Dataset entries showing where objects appear:
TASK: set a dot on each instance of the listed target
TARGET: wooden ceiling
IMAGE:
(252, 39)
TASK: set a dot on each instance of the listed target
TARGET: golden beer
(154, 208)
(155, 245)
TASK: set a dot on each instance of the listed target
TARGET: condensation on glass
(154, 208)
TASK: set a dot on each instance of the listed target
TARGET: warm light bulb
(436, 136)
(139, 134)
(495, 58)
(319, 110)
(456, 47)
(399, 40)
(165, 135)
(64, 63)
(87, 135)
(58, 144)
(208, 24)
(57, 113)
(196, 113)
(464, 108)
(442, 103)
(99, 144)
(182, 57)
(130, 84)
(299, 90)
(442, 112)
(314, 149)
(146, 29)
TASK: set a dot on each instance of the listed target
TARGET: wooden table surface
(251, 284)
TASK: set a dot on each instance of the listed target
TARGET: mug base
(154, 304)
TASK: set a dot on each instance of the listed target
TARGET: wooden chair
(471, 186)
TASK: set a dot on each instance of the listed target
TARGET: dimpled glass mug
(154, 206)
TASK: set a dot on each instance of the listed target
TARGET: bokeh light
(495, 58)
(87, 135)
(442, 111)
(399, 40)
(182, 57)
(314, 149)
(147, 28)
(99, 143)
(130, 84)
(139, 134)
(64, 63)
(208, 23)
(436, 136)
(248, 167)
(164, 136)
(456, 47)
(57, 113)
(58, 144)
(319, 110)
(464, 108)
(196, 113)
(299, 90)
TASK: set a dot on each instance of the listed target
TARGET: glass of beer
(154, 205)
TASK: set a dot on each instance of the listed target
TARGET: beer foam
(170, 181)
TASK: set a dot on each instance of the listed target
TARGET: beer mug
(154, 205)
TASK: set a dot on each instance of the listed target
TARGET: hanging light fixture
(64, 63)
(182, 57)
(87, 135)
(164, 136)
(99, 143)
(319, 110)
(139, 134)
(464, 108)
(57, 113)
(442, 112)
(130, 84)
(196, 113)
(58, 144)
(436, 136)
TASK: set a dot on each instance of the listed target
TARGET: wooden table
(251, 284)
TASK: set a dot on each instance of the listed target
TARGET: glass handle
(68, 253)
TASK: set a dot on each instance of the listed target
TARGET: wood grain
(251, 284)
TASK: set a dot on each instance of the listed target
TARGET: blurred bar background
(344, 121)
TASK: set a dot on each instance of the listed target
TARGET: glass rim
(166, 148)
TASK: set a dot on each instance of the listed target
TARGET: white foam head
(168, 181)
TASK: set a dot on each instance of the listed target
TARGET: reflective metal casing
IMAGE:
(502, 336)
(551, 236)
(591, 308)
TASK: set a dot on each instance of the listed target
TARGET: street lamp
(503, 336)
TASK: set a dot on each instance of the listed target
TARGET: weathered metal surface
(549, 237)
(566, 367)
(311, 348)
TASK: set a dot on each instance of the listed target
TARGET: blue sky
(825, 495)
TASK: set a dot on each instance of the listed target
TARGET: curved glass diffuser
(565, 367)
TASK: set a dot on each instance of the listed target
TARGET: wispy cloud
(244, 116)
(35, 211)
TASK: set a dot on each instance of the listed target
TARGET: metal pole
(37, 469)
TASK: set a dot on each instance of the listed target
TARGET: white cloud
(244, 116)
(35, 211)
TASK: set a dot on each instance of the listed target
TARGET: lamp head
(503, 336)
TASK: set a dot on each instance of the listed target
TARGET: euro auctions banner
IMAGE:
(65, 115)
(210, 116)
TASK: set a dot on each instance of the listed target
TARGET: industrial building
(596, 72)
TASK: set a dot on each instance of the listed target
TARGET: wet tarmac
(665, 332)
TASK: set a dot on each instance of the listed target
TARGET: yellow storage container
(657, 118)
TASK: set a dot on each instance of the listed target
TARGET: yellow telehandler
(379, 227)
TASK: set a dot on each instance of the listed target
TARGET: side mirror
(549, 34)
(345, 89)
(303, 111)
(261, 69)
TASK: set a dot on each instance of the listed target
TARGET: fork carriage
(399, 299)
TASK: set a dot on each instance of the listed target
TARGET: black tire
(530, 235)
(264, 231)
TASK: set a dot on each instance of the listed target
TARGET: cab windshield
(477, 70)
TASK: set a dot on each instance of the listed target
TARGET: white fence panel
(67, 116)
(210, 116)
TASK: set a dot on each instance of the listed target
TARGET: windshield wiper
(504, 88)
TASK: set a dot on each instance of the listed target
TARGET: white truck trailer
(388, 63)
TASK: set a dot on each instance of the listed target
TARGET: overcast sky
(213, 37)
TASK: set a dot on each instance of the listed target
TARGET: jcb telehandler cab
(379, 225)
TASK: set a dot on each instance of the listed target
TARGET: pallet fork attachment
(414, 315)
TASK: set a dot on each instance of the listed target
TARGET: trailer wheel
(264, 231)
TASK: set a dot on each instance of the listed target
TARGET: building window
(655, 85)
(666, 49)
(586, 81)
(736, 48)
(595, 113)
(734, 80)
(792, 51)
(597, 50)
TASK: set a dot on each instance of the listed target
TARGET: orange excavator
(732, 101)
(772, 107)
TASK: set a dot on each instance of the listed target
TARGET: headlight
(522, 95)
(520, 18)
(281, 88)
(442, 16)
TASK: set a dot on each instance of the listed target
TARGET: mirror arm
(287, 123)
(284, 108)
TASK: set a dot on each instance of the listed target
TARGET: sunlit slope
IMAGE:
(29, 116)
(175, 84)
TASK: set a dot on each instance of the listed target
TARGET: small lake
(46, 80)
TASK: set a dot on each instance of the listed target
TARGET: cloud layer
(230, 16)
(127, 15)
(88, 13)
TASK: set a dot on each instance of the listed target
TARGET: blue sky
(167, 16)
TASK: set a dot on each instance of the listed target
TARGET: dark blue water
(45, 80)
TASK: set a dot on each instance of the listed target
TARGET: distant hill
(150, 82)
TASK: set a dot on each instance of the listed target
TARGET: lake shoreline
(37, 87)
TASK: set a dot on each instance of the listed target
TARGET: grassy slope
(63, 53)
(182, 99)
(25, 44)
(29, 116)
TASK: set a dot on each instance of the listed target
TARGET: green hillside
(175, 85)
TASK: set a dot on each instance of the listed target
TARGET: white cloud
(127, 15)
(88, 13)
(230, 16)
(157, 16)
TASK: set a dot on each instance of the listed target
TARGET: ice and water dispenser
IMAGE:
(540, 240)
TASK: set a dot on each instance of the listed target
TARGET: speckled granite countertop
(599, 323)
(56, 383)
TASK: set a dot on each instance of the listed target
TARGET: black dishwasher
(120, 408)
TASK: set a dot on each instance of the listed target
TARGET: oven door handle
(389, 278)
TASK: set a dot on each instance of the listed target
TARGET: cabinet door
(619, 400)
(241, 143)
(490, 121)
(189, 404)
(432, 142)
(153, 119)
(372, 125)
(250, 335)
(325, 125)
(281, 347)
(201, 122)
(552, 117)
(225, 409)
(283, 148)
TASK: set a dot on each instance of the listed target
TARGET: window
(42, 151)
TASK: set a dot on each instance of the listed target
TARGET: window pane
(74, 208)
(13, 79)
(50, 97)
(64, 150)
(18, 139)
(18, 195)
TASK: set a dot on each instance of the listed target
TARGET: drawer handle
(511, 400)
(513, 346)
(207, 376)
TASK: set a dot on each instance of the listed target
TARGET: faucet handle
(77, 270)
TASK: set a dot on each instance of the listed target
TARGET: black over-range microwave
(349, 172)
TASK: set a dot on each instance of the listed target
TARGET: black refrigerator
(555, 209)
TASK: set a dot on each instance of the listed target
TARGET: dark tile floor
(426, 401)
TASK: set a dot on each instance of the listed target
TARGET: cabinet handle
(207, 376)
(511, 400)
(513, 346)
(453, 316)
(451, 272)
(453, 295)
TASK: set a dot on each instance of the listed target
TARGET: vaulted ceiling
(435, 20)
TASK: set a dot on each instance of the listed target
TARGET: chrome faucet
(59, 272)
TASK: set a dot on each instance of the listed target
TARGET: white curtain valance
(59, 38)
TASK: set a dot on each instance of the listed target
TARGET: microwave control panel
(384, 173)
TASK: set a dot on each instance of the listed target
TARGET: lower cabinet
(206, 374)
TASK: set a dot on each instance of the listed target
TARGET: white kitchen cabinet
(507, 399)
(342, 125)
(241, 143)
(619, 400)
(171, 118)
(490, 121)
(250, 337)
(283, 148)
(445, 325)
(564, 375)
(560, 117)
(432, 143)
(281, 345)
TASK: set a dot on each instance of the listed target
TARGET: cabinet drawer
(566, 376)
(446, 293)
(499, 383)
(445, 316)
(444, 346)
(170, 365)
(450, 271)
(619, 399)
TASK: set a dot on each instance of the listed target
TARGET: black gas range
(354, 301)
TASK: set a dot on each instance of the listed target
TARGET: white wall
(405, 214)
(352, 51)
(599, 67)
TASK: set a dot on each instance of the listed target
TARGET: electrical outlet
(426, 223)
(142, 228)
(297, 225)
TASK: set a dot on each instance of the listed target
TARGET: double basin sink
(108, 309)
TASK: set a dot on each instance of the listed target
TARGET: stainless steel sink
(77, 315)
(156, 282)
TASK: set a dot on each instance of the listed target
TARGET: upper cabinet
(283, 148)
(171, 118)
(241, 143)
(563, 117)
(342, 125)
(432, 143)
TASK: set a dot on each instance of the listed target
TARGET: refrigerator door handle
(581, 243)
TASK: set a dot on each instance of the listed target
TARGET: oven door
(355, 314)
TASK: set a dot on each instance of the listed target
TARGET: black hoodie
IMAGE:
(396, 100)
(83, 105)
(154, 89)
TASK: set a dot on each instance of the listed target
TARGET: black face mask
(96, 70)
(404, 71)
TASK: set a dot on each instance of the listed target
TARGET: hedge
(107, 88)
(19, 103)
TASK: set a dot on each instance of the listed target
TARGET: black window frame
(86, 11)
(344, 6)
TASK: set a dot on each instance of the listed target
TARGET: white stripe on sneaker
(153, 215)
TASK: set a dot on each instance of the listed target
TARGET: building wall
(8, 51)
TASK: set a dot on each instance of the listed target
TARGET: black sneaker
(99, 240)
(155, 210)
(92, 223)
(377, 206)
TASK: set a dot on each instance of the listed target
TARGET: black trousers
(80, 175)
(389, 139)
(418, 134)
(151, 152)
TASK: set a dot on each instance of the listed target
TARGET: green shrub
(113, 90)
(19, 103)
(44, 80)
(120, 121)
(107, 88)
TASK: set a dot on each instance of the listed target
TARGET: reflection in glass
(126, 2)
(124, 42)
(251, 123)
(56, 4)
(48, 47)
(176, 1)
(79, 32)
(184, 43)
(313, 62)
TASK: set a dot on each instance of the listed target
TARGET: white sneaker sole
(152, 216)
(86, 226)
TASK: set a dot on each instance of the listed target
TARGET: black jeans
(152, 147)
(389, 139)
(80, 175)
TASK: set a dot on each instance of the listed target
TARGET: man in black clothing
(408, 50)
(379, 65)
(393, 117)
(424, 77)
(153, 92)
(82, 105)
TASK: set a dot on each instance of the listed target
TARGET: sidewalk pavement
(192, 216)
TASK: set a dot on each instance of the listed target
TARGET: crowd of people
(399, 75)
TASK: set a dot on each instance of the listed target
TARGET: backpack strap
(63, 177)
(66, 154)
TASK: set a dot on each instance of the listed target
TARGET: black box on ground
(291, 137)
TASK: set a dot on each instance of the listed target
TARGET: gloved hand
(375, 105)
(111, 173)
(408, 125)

**AIM OF THE EXERCISE**
Find each line in the entries above that contains the word "slope" and copy it out. Case counts, so only lines with this exact capitalization qualify.

**SOLUTION TO THE EXERCISE**
TARGET: sunlit slope
TARGET: grassy slope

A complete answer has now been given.